_AIM OF THE TASK_. Lines before the one containing "Return one point for each instance of the chair" are excluded. Repeat that line and every line after it, exactly.

_EXERCISE INPUT_.
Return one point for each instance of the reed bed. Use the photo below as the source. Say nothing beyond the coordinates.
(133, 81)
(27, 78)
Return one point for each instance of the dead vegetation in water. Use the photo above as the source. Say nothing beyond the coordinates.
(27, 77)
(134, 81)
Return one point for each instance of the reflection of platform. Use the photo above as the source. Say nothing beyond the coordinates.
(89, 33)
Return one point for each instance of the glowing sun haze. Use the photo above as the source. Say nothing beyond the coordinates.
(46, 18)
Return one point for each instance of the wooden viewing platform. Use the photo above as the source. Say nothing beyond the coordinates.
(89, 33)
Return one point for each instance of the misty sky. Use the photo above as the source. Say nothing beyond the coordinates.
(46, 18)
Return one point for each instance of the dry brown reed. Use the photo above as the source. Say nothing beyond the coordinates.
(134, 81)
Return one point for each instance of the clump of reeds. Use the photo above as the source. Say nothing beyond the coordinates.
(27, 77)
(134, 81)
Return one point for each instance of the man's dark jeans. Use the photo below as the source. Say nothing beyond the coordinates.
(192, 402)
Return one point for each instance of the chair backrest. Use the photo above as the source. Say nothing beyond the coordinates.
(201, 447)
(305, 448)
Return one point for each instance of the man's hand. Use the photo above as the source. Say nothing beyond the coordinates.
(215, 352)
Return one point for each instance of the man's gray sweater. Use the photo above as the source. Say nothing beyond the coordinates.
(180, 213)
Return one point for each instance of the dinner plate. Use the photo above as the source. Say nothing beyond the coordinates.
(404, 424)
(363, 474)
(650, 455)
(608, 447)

_CORRECT ANSWER_.
Return one point for each instance of the chair backrest. Use the photo above as the source. Say nothing beyond the coordinates.
(201, 447)
(305, 448)
Return one point for each instance of the man's hand. Use the photo above as the source. Say nothing beyond the coordinates.
(215, 352)
Return one point for each instance of the man's gray sweater. Use the photo above as the source. Say nothing beyond the coordinates.
(180, 213)
Return one point for each instance of the dinner plate. Use the photo above as the source. Say nothing beyond the coordinates.
(404, 424)
(363, 474)
(650, 455)
(608, 447)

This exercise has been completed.